--- Supplied material ---

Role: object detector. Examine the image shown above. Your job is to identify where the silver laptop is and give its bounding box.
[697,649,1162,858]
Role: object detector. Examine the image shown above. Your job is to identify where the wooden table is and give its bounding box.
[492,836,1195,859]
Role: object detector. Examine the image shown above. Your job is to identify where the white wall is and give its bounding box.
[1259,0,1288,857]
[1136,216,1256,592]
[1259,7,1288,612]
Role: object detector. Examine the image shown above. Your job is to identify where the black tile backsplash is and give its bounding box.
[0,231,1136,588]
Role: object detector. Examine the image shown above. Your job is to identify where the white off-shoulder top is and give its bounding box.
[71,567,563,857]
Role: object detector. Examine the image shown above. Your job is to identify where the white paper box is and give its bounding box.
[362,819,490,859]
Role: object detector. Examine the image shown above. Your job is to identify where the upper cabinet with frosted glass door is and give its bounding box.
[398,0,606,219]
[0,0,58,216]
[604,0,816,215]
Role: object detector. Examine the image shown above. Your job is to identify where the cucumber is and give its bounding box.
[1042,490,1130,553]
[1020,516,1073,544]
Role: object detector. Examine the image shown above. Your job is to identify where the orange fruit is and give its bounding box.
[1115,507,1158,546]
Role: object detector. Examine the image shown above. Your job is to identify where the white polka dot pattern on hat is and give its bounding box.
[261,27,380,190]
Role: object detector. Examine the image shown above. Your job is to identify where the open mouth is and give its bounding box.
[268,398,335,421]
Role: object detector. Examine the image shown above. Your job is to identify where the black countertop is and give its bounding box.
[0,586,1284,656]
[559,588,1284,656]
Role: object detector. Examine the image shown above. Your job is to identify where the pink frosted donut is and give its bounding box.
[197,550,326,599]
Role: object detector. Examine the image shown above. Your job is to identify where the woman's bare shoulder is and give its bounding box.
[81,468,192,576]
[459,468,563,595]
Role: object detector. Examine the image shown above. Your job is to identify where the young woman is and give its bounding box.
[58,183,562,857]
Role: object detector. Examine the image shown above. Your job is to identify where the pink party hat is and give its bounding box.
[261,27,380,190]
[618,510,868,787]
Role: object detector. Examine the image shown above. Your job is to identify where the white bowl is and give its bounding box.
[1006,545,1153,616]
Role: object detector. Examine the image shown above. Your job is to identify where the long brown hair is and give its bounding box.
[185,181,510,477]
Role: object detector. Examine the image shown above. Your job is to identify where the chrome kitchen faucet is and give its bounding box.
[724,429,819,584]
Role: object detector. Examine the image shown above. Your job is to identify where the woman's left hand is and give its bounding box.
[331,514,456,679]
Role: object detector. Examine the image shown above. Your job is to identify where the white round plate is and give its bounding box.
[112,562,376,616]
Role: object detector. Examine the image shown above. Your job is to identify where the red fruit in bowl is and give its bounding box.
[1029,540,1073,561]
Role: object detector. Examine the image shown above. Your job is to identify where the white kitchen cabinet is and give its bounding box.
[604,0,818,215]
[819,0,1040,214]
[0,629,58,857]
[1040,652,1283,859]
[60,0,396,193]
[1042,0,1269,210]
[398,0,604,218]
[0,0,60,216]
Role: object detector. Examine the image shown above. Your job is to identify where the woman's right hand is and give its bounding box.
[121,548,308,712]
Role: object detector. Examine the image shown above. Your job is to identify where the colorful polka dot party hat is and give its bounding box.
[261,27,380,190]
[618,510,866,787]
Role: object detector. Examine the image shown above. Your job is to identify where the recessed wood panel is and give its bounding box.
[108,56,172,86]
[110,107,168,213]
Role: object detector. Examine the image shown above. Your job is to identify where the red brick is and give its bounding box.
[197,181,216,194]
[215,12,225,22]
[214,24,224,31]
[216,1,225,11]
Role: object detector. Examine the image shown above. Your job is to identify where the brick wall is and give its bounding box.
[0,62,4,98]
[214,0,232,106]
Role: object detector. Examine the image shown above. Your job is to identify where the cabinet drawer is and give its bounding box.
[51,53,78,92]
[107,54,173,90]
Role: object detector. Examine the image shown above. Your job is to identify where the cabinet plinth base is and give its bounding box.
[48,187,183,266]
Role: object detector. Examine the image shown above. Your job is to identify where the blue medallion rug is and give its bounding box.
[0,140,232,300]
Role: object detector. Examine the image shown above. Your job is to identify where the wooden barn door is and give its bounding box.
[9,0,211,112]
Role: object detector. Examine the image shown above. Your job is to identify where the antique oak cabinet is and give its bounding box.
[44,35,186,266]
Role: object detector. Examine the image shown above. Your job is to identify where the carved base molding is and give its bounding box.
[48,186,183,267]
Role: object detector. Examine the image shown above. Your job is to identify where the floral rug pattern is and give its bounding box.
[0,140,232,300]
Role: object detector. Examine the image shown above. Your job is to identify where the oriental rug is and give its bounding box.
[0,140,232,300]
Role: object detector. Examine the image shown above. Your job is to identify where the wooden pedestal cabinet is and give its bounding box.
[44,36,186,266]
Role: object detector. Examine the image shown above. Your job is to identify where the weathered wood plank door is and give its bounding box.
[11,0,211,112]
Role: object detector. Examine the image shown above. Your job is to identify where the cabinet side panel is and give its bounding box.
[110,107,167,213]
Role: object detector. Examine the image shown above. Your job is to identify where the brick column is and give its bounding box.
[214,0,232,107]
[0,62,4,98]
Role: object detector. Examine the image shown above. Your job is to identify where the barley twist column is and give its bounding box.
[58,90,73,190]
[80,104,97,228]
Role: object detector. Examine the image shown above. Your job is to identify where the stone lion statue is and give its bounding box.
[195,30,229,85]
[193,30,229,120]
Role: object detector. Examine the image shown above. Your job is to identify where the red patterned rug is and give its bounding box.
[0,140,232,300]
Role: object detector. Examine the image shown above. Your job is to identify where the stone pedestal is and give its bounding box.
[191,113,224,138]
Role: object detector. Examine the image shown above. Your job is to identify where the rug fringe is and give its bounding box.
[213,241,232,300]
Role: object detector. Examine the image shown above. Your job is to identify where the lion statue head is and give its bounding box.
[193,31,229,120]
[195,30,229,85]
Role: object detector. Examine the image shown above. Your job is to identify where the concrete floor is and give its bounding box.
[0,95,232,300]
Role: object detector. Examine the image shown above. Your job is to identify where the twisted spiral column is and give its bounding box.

---

(Given task) Copy the lines of the records word for word, starting at the line that contains "where the colorful" and ending at the line that contains "[110,107,168,213]".

(Exercise answer)
Role: object detector. Examine the image shown above. Your job is to identify where the colorful polka dot party hat is and give its bounding box.
[261,27,380,190]
[618,510,866,787]
Role: object detector. Examine the image shown above. Your job is to identify where the recessed wood panel is and give its bounding box.
[108,56,172,86]
[110,107,168,213]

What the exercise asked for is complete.